Extract:
Chapter 17 • Modern Practices • 14 min read • Updated May 16, 2026

Streams API

Filter, map, reduce — Java's functional pipeline for collections. When streams are clearer than loops, and when they aren't.

Loops, but declarative

Before streams, processing a collection in Java meant explicit loops:

Java

List<String> activeNames = new ArrayList<>();
for (User u : users) {
    if (u.isActive()) {
        activeNames.add(u.getName().toUpperCase());
    }
}
Collections.sort(activeNames);

With streams (Java 8+):

Java

List<String> activeNames = users.stream()
    .filter(User::isActive)
    .map(User::getName)
    .map(String::toUpperCase)
    .sorted()
    .toList();

The stream version describes WHAT you want — active users' names, uppercased, sorted. The loop version describes HOW step by step. Both produce the same result.

Streams aren't always better. For simple operations on small collections, a plain loop is often clearer. But for multi-step pipelines, especially anything involving filter/transform/group/sort, streams win on readability once you're used to them.

This chapter covers the pipeline mental model, the main operations, and the practical limits.

The pipeline mental model

A stream has three parts:

A stream pipeline has three parts: a source, zero or more intermediate operations (filter, map, sorted, …), and exactly one terminal operation (collect, count, forEach, …). Intermediate ops are lazy — they don't do anything until the terminal op triggers the actual work.

**Source.** A collection, an array, a file, a generator. Anything you can call .stream() on, plus Stream.of(...), Files.lines(...), IntStream.range(...), etc.

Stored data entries
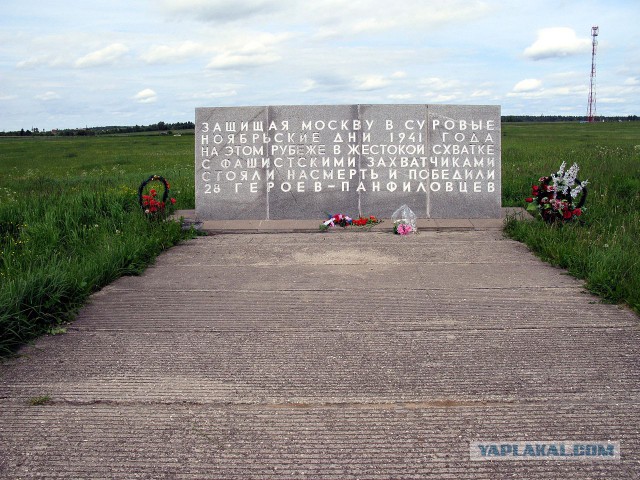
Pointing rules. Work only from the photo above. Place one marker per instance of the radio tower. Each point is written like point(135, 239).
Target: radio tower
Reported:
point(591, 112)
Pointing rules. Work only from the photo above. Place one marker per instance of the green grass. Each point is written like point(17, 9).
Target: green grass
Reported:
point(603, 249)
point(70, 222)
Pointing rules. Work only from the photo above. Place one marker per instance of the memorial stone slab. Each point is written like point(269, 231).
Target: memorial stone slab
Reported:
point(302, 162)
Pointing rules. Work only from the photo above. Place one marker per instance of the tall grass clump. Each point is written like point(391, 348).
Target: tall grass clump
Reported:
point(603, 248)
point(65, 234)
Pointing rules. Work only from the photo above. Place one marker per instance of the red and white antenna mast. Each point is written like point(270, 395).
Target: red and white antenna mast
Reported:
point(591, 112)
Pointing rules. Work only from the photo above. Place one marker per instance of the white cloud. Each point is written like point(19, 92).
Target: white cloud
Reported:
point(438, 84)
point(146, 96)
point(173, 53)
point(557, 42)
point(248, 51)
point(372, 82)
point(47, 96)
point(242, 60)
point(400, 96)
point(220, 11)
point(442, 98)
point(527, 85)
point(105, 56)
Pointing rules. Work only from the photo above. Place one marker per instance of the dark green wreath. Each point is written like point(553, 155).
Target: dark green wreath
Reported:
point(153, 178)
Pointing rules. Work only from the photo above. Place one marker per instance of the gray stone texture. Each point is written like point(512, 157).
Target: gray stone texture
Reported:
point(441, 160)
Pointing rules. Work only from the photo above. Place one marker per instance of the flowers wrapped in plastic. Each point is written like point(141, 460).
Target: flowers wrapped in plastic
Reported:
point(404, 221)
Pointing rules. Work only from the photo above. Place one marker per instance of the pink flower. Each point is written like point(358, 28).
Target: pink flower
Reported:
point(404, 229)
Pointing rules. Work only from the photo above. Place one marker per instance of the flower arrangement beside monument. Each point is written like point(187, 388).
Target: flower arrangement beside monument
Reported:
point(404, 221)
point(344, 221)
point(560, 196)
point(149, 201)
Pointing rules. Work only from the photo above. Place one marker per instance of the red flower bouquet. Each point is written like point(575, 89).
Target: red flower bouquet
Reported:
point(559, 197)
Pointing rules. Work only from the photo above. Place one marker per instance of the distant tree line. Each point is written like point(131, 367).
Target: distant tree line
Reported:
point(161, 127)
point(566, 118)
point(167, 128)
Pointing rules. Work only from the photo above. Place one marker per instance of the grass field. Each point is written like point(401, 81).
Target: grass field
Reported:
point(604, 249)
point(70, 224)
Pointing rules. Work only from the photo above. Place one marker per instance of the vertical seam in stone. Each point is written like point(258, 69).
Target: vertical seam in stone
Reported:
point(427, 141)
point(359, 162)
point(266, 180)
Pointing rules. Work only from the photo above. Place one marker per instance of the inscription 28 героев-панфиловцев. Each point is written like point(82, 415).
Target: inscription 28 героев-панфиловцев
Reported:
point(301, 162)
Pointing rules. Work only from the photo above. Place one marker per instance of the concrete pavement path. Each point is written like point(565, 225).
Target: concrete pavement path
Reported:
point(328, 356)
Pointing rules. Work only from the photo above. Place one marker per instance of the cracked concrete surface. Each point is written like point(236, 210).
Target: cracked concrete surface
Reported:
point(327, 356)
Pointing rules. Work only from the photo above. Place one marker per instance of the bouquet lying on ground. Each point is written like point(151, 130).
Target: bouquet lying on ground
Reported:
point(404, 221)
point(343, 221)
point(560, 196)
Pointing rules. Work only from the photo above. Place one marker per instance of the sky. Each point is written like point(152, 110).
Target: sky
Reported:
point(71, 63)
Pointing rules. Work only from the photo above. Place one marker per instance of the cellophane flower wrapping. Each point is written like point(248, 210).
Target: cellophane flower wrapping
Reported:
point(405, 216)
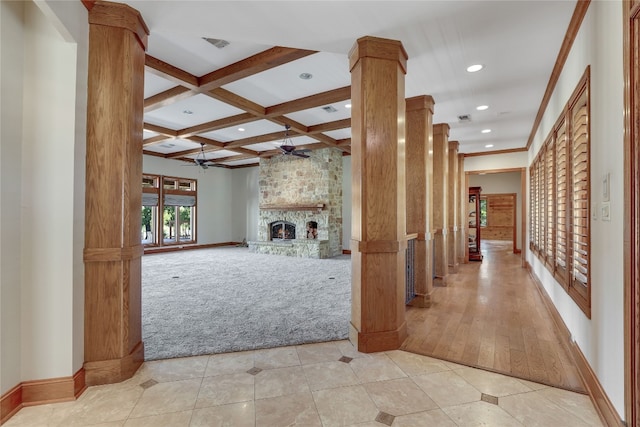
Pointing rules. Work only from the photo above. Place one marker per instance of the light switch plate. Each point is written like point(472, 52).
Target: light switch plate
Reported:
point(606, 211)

* * *

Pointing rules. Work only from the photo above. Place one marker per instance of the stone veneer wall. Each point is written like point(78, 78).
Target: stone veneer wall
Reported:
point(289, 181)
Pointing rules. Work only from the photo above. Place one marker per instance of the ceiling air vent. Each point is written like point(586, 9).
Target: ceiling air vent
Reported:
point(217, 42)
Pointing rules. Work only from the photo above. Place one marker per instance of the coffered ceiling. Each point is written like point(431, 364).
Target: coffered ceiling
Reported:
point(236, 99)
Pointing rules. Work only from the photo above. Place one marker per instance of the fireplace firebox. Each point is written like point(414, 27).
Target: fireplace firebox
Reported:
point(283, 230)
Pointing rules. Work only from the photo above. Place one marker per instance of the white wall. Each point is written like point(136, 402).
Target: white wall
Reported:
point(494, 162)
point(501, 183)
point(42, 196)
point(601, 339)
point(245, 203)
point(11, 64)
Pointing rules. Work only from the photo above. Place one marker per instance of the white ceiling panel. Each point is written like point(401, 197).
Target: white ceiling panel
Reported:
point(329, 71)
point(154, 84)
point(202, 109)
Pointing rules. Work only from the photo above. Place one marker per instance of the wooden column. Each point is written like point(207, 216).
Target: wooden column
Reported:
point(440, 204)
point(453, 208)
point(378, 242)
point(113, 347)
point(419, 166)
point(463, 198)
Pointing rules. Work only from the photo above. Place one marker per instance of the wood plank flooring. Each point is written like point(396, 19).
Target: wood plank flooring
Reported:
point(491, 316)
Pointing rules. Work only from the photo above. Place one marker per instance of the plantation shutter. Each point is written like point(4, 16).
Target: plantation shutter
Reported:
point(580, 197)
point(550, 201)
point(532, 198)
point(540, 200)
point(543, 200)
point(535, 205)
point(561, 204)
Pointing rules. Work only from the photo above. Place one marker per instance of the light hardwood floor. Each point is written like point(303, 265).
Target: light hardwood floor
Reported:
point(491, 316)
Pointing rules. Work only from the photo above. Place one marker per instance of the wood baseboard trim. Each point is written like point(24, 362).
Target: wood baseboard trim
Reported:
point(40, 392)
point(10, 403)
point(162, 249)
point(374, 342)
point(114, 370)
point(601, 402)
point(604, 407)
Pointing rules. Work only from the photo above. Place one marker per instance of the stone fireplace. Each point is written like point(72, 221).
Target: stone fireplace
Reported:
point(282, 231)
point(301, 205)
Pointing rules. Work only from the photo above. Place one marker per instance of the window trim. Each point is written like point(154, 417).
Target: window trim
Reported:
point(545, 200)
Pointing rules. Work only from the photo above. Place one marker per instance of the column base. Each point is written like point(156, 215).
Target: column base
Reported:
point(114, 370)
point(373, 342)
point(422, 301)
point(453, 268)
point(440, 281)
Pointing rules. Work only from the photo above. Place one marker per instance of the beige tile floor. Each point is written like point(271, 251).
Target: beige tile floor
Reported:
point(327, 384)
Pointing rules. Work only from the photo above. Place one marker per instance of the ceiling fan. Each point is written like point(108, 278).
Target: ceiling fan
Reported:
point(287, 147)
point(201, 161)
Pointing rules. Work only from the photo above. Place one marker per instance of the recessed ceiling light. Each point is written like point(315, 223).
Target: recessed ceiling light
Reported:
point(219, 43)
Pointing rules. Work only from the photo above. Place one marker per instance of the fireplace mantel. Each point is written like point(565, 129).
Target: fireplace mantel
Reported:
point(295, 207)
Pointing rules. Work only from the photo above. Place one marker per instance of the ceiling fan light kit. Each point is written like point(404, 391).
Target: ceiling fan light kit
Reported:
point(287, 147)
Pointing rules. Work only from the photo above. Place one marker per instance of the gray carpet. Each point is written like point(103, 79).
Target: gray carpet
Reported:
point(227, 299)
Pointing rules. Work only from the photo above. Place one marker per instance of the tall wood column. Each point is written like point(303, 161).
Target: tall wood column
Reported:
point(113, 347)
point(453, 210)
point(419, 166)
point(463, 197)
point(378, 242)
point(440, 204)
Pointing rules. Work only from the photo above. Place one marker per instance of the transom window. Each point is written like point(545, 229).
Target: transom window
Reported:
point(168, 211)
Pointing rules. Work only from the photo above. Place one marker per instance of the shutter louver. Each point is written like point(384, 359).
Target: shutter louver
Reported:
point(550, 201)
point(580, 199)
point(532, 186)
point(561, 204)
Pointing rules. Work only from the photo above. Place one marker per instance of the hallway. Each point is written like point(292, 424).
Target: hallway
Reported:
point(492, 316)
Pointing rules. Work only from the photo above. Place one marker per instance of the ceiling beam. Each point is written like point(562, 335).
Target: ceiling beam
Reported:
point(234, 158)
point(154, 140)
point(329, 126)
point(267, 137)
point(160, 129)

Set of tasks:
1. On the Streams API page, what makes intermediate operations actually do their work?
2. In the records, rename "Reported" to "Marked" between the lines holding "like point(586, 9)." and "point(236, 99)", inclusive, and give only those lines back with nothing else changed.

Answers for this exercise:
1. The terminal operation triggers the actual work, since intermediate operations are lazy.

2.
Pointing rules. Work only from the photo above. Place one marker per instance of the ceiling air vent. Each point is written like point(586, 9).
Target: ceiling air vent
Marked:
point(217, 42)
Pointing rules. Work only from the photo above. Place one marker per instance of the coffered ceiling. Each point is written like point(431, 364).
Target: coffered ceiling
Marked:
point(236, 99)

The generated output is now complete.